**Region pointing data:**
=== Begin Enclosure ===
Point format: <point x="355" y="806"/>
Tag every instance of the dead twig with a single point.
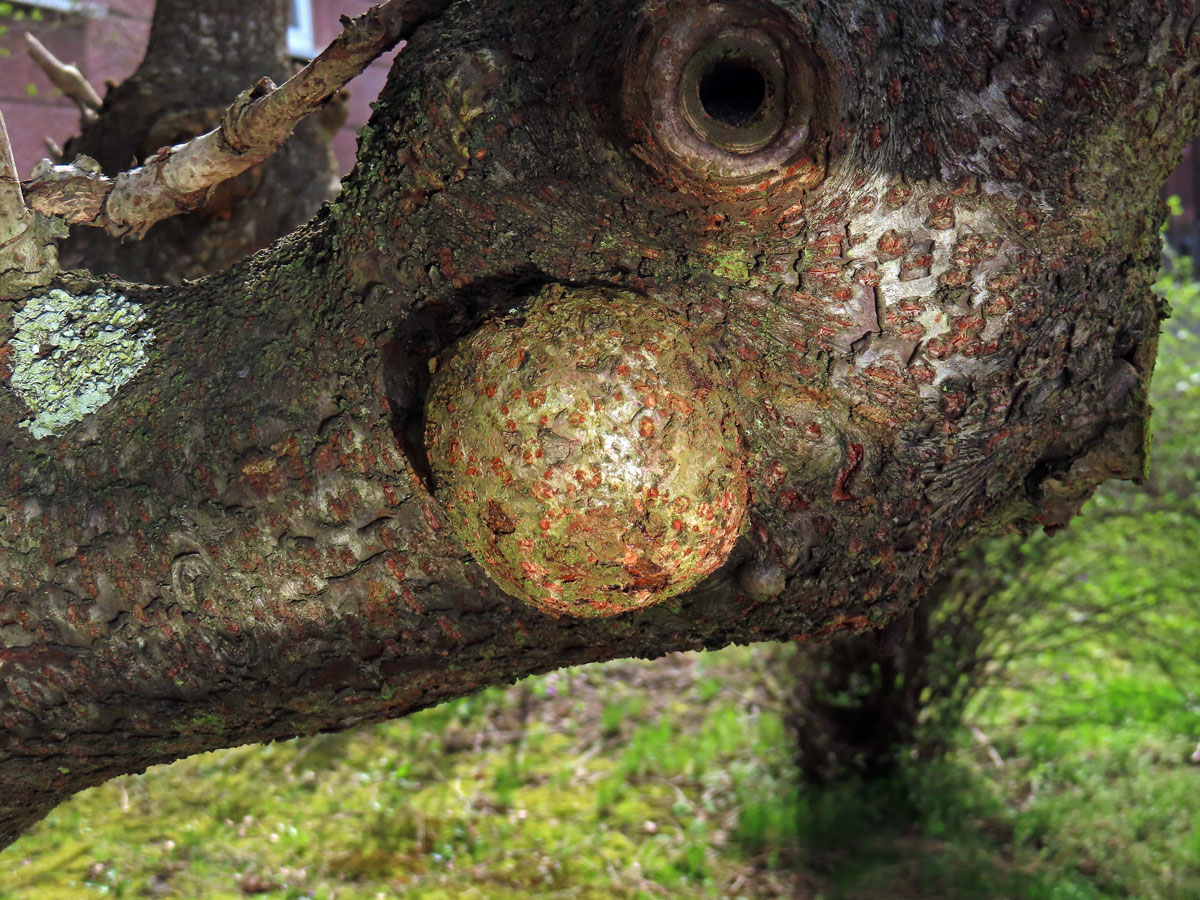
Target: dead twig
<point x="178" y="179"/>
<point x="28" y="256"/>
<point x="67" y="78"/>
=== End Enclosure ===
**WHAT THIS TASK INVOLVES:** Omit the pictures and reproduce the records above exactly.

**EXERCISE ANSWER:**
Point format: <point x="355" y="806"/>
Tag every instance of the dead twig with a single point.
Target: dead twig
<point x="178" y="179"/>
<point x="28" y="256"/>
<point x="67" y="78"/>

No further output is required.